### Exercise details
Copy out everything in the listing, starting at the line that contains "Mark the innermost point of each instance of the black" and continuing through the end of the listing.

Lines of data:
────────────────────────────────────────

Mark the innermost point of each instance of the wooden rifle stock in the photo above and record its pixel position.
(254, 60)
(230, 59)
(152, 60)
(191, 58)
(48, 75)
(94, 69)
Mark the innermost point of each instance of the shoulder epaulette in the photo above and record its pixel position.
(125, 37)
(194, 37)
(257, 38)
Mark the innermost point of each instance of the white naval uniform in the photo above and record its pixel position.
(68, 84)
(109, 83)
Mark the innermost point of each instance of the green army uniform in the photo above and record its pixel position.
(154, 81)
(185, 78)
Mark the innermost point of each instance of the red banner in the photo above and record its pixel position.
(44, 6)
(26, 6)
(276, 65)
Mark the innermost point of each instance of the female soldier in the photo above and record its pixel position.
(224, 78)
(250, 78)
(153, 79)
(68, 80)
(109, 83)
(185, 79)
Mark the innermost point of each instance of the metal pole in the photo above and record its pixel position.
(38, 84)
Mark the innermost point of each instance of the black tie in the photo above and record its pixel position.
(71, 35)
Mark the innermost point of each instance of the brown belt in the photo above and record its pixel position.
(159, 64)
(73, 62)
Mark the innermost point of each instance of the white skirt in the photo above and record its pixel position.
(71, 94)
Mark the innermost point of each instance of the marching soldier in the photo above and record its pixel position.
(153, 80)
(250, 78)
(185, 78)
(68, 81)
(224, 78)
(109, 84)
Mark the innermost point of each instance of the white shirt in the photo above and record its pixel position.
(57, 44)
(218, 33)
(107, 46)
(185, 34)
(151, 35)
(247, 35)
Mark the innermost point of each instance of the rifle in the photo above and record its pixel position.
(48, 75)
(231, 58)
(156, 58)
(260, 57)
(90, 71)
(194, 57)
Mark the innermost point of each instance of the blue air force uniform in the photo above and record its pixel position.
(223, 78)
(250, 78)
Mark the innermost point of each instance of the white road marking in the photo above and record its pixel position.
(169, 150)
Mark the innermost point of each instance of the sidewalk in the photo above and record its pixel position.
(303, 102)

────────────────────────────────────────

### Reply
Mark the innermost point of each instance of the black tie in the photo above and record its pixel position.
(71, 35)
Mark the innermost point of each instance of the brown belt in the photo above and record its pixel position.
(159, 64)
(73, 62)
Mark the innermost point of each instance of the white skirt in the photo above and record its pixel position.
(71, 94)
Mark the innermost point of each instance of the marching soldier in the photo above and record its pixel position.
(153, 80)
(250, 78)
(185, 78)
(68, 81)
(224, 78)
(109, 84)
Mark the innermost point of each instance of the white shirt in the photo above and record its pixel position.
(57, 44)
(218, 33)
(107, 46)
(185, 34)
(151, 35)
(247, 35)
Mark the innermost point of each instance of the rifle in the photo above and record its pixel position.
(48, 75)
(231, 58)
(156, 58)
(260, 57)
(90, 71)
(194, 57)
Mark the innermost point of each instance of the blue air force uniform in the photo above and record its pixel position.
(223, 78)
(250, 78)
Mark the innermost point of each instance of the white road marking in the photo above and record its pixel position.
(169, 150)
Mark the innermost point of each instance of the sidewalk in the photo above and record its pixel position.
(303, 102)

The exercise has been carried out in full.